### Work to be completed
The data is to be transcribed in full, with nothing missed.

### Data for processing
────────

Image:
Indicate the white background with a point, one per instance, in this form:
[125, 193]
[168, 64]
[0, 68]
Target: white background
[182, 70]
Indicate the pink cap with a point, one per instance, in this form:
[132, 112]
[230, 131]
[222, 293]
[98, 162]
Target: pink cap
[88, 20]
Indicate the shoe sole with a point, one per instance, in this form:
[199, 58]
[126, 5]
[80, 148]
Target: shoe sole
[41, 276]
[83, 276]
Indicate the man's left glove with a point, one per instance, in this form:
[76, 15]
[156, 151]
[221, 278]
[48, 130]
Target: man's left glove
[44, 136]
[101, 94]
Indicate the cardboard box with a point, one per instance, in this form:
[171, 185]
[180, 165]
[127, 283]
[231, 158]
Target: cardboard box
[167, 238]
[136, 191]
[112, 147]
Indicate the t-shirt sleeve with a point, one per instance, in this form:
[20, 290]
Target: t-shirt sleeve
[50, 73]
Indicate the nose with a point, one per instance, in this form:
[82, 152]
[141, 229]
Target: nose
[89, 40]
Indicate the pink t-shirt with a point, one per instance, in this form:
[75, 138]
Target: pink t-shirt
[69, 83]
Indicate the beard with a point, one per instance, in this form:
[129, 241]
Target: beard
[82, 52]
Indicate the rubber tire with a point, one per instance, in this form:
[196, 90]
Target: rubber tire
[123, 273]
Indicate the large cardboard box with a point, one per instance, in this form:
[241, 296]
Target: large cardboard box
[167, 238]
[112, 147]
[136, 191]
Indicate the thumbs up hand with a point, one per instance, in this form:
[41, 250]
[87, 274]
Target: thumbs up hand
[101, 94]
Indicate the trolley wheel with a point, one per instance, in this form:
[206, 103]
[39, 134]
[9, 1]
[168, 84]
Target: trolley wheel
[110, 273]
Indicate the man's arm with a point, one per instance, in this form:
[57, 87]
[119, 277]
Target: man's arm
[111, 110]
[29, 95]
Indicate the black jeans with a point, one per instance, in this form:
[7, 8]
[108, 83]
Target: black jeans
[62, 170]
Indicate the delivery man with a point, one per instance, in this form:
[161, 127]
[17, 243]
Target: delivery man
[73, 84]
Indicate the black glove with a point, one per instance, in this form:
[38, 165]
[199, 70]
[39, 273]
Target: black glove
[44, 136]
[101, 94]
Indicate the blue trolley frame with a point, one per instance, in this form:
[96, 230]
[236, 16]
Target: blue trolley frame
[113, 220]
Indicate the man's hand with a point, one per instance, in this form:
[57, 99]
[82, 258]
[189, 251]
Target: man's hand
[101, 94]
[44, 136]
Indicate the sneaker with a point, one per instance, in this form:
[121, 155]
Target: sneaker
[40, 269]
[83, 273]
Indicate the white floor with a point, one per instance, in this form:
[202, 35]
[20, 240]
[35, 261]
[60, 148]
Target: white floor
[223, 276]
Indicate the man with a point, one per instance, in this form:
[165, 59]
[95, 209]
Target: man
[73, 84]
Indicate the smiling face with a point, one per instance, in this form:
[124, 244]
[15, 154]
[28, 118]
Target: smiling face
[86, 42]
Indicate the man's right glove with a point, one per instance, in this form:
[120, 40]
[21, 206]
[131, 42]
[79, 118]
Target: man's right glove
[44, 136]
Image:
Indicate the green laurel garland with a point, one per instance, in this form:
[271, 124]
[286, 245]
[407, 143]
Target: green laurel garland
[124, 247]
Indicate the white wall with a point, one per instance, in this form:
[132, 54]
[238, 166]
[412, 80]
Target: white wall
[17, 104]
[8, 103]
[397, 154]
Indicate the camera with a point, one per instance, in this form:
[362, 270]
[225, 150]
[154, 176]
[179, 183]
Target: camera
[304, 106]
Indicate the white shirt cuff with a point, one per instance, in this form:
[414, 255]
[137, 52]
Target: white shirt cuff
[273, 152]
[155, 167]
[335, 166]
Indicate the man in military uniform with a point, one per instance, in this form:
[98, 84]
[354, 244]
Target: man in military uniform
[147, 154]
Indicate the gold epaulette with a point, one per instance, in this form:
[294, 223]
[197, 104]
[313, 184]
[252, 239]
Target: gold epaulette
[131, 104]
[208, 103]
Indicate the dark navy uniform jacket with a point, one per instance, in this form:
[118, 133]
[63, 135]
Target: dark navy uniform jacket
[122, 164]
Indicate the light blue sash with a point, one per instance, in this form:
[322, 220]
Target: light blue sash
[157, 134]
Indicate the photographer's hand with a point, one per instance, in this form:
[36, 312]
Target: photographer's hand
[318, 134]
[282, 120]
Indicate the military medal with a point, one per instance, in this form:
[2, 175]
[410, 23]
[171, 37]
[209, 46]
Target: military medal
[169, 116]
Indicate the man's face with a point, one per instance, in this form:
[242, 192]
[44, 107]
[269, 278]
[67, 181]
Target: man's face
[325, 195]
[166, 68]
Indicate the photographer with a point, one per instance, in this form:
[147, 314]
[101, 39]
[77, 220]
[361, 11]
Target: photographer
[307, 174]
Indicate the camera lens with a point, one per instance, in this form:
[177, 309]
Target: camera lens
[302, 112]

────────

### Expected output
Image:
Indicate the white background with a point, one per instance, in this form:
[125, 193]
[168, 64]
[0, 68]
Target: white background
[182, 70]
Indicate the pink cap with a point, one per instance, in this form:
[132, 112]
[230, 131]
[222, 293]
[98, 162]
Target: pink cap
[88, 20]
Indicate the shoe sole with a point, one per instance, in this form:
[199, 58]
[126, 5]
[80, 148]
Target: shoe sole
[41, 276]
[83, 276]
Indicate the man's left glove with a point, one per instance, in this form:
[76, 15]
[156, 151]
[221, 278]
[48, 130]
Target: man's left glove
[44, 136]
[101, 94]
Indicate the cardboard box with a point, one per instance, in this form:
[171, 185]
[180, 165]
[127, 283]
[231, 158]
Target: cardboard box
[167, 238]
[136, 191]
[112, 147]
Indicate the t-shirt sleeve with a point, one per instance, in this form:
[20, 290]
Target: t-shirt sleeve
[50, 73]
Indicate the nose with a point, one per instance, in this form:
[82, 152]
[141, 229]
Target: nose
[89, 40]
Indicate the pink t-shirt with a point, one per instance, in this form:
[75, 138]
Target: pink t-shirt
[69, 83]
Indicate the beard with a point, one per instance, in this form:
[129, 241]
Target: beard
[82, 52]
Indicate the rubber tire with a point, one per instance, in this form:
[196, 90]
Target: rubber tire
[123, 273]
Indicate the large cardboard box with a point, one per instance, in this form:
[241, 296]
Target: large cardboard box
[167, 238]
[112, 147]
[136, 191]
Indicate the thumbs up hand with a point, one per instance, in this form:
[41, 250]
[87, 274]
Target: thumbs up hand
[101, 94]
Indicate the trolley wheel with a point, one per instance, in this form:
[206, 103]
[39, 134]
[9, 1]
[168, 84]
Target: trolley wheel
[110, 273]
Indicate the man's arm with a point, one per instance, in this form:
[57, 87]
[119, 277]
Target: man's arm
[111, 110]
[29, 95]
Indicate the black jeans with a point, one per instance, in this form:
[7, 8]
[108, 83]
Target: black jeans
[62, 170]
Indicate the delivery man with a point, one per instance, in this form:
[161, 127]
[17, 243]
Target: delivery man
[73, 84]
Indicate the black glove with a point, one per instance, in this form:
[38, 165]
[199, 70]
[39, 273]
Target: black glove
[44, 136]
[101, 94]
Indicate the blue trolley frame with a point, one per instance, in this form:
[96, 230]
[236, 16]
Target: blue trolley frame
[113, 220]
Indicate the man's hand with a point, one per instance, in this form:
[57, 99]
[82, 258]
[189, 251]
Target: man's hand
[101, 94]
[44, 136]
Indicate the sneaker with a point, one per instance, in this form:
[121, 155]
Target: sneaker
[40, 269]
[83, 273]
Indicate the white floor with a point, one per instance, in this form:
[202, 35]
[20, 240]
[35, 261]
[60, 148]
Target: white floor
[223, 276]
Indicate the man with a point, one per instance, in this form:
[165, 59]
[95, 209]
Target: man
[73, 84]
Indicate the smiling face with a point, one per instance, in this form:
[124, 244]
[15, 154]
[28, 118]
Target: smiling face
[86, 42]
Indicate the man's right glove with a point, one per instance, in this form:
[120, 40]
[21, 206]
[131, 42]
[79, 118]
Target: man's right glove
[44, 136]
Image:
Indicate the green laurel garland with a point, one per instance, in this form:
[271, 124]
[286, 245]
[407, 143]
Target: green laurel garland
[124, 247]
Indicate the white wall with a point, one per instance, in this form:
[132, 54]
[238, 166]
[412, 80]
Target: white wall
[17, 104]
[8, 103]
[397, 154]
Indicate the camera with a point, one per instance, in this form:
[362, 270]
[225, 150]
[154, 176]
[179, 183]
Target: camera
[304, 106]
Indicate the white shirt cuff with a point, one per instance, in this form:
[414, 255]
[137, 52]
Target: white shirt cuff
[273, 152]
[155, 167]
[335, 166]
Indicate the man in military uniform with a point, one per instance, in this form:
[98, 84]
[354, 244]
Target: man in military uniform
[147, 154]
Indicate the gold epaulette with a point, one per instance, in this form:
[294, 223]
[197, 104]
[313, 184]
[252, 239]
Target: gold epaulette
[131, 104]
[208, 103]
Indicate the dark navy uniform jacket with a point, one per instance, in this form:
[118, 133]
[63, 135]
Target: dark navy uniform jacket
[122, 164]
Indicate the light blue sash with a point, one per instance, in this form:
[322, 220]
Target: light blue sash
[157, 134]
Indicate the photographer's hand with a point, one per instance, in this form:
[36, 312]
Target: photographer's hand
[318, 134]
[282, 120]
Indicate the military medal with a point, one per instance, in this form:
[2, 175]
[410, 23]
[171, 37]
[209, 46]
Target: military medal
[169, 116]
Indicate the man's face with a point, one per instance, in this form:
[242, 192]
[44, 107]
[269, 278]
[67, 181]
Target: man's face
[325, 195]
[166, 68]
Indicate the photographer with a point, one per instance, in this form:
[147, 314]
[101, 39]
[77, 220]
[361, 11]
Target: photographer
[307, 174]
Indicate the camera lens with a point, one per instance, in this form:
[177, 309]
Target: camera lens
[302, 112]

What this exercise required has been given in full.